### Passage provided
────
Look what an accusation that makes of the Pope! The Pope is accused here in the Treatise of "trying to satisfy the heretical minds of liberals and apostates who refuse to accept Church dogma." As there were no such "heretical minds of liberals and apostates" in the room there, why try to "satisfy" them? By all valid evidences, the pope consistently gave such no quarter, and this statement too absolutely cannot be regarded as giving such any quarter either. He is simply stating the doctrine as it has always been and always shall be, and with extraordinary precision and clarity.
And then the Treatise again refers to the papal quote as "this fallible statement from Pope Pius IX." This language only gets all the harsher with Pope Pius XII, of whom he writes, "there is no doubt that Pius XII's statement in the above passage ... is still pathetically weak, and opens the door for liberal heretics to claim that he endorsed the heresy that non-Catholics can be saved by their unknowing desire for the Catholic faith. Its weakness displays the mindset of a man who allowed heresy against the dogma Outside the Church There is No Salvation to run rampant in the seminaries, theology texts and Catechisms during his reign,"
"What he allowed to happen was a crime so momentous that it cannot be measured. What he allowed to happen would turn out to be an incalculable scandal to the faithful and an impediment to the salvation of millions of souls in his day, and for a generation to come." It only seems "weakly worded" to the author of the Treatise for the simple reason that the Pope is not saying what the author would like him to say.
3) The claim is made that this pope nevertheless affirmed the traditional Catholic teaching. Well of course he is! And neither is there the least discrepancy between the authentic and traditional teaching and the papal quotes given above. For example, in one case the Pope, quoting Scripture, states that there is one baptism, and this is taken in the Treatise to be a repudiation of the three legitimate modes that one baptism can take, as though there were "three baptisms." But as there never was any claim to there being "three baptisms," only one Baptism which occurs in water as the Sacrament, or in exceptional cases of premature death, in blood or desire. The Pope then did mandate that it would be unlawful to speculate any further on what possibilities (beyond those known to the Church in his day) there might be for God to show mercy towards any others. And Pope Pius XII did go on to mention that only those who are water-baptized are to be numbered among those of the Church Militant, that Baptism (in whatever form - no need to specify that all forms are implied here since Baptism in general is mentioned, not specifically only as the Sacrament, or with water) is a distinctive mark that sets apart the Christian from the non-Christian, and finally that there would be those who reduce the necessity of belonging to the true Church to a nullity and that those who do so are in the wrong.
────
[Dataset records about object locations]

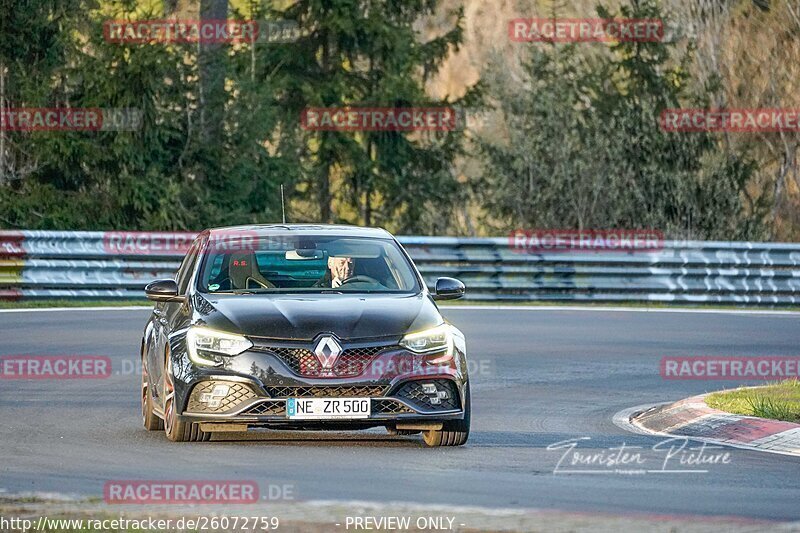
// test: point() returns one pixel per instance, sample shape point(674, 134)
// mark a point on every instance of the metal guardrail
point(113, 265)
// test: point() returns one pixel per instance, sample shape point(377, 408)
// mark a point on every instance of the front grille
point(413, 393)
point(237, 394)
point(324, 391)
point(383, 406)
point(351, 362)
point(268, 407)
────
### Problem 1
In the passage about papal statements and the Treatise, reproduce word for word the part that opens with the words containing "Look what an" and closes with "precision and clarity.".
### Problem 2
Answer these questions using the passage about papal statements and the Treatise:
(a) What phrase does the Treatise use for the papal quote from Pope Pius IX?
(b) According to the passage, why does the Pope's statement seem "weakly worded" to the author of the Treatise?
(c) In exceptional cases of premature death, in what two ways besides water does the passage say Baptism can occur?
### Problem 3
Write what comes next in the passage about papal statements on Baptism and the Treatise, picking up after its final sentence.

### Exercise output 1
Look what an accusation that makes of the Pope! The Pope is accused here in the Treatise of "trying to satisfy the heretical minds of liberals and apostates who refuse to accept Church dogma." As there were no such "heretical minds of liberals and apostates" in the room there, why try to "satisfy" them? By all valid evidences, the pope consistently gave such no quarter, and this statement too absolutely cannot be regarded as giving such any quarter either. He is simply stating the doctrine as it has always been and always shall be, and with extraordinary precision and clarity.

### Exercise output 2
(a) "this fallible statement from Pope Pius IX"
(b) Because the Pope is not saying what the author would like him to say.
(c) In blood or desire.

### Exercise output 3
With the case of Pope Pius XII, a brief reference is made to Msgr. Joseph Clifford Fenton who wrote about these Papal encyclicals in his book, The Catholic Church and Salvation. With regards to Pope Pius XII's statement about the necessary obligation to withdraw oneself from a condition in "which they cannot be sure of their salvation," i. e. a condition of having not as yet been joined to the Church, the only recourse available to the author of the Treatise is to fault the translation. But the alternate translation provided changes precisely nothing. For the supposed faultiness of the translation however, he turns to Msgr. Joseph Clifford Fenton, the same whom he denounced as a heretic (and does so here too quite gratuitously):
Msgr. Joseph Clifford Fenton, The Catholic Church and Salvation, 1958, p. 88: "Many of the published translations of the Mystici Corporis Christi employ the expression 'in which they cannot be sure of their salvation' in rendering this clause into English. This terminology is both inexact and seriously misleading."
Since the revised translation provided in the Treatise changes nothing as to the meaning, it is unclear what this is meant to buy. Perhaps he hopes to confuse the issue, making it unclear whether they merely "cannot be sure of their salvation" or "can be sure of their damnation." But what mistranslation is Msgr. Fenton actually referring to? A more extensive extract from where that quote comes from would clarify it considerably:
Msgr. Joseph Clifford Fenton, The Catholic Church and Salvation, 1958, p. 88: "The encyclical speaks of non-members of the Church who have a true and sincere, though merely implicit, desire of entering it as being in a situation 'in which they cannot be secure about their eternal salvation (in quo de sempiterna cuiusque salute securi esse non possunt)." Many of the published translations of the Mystici Corporis Christi employ the expression 'in which they cannot be sure of their salvation' in rendering this clause into English. This terminology is both inexact and seriously misleading. In our language "sure" is one of the synonyms of the word "certain." The Holy Father quite definitely did not mean to imply, in denying that people who are within the Church only by way of an explicit desire or intention are "securi" about their own salvation, that members of the true Church may be certain that they are predestined by God to the glory of heaven."
In other words, the only real complaint about the translation of the passage is that one might pick up from it an unfortunate implication that those who have entered the Church CAN now be certain of their ultimate salvation. And who is to say whether the time of visitation may find us in the midst of some sin, whatever the fine state of our soul may be as we read this now? To be inside the Church as a water-baptized member is to be in a state that we can know our present condition (by a simple and sincere examination of conscience), but not our future. But among the unbaptized, one cannot be even certain of one's present condition. That this manner of uncertainty is established for those who are unbaptized but "have a true and sincere, though merely implicit, desire of entering" the Church is beyond question, as brought out in Msgr. Fenton's book (and the Papal encyclical as well). But the author of the Treatise thinks he knows better than the Pope. For he thinks that one CAN be certain of their present condition while as yet unbaptized, namely that he would be damned unless he makes it to the baptismal font.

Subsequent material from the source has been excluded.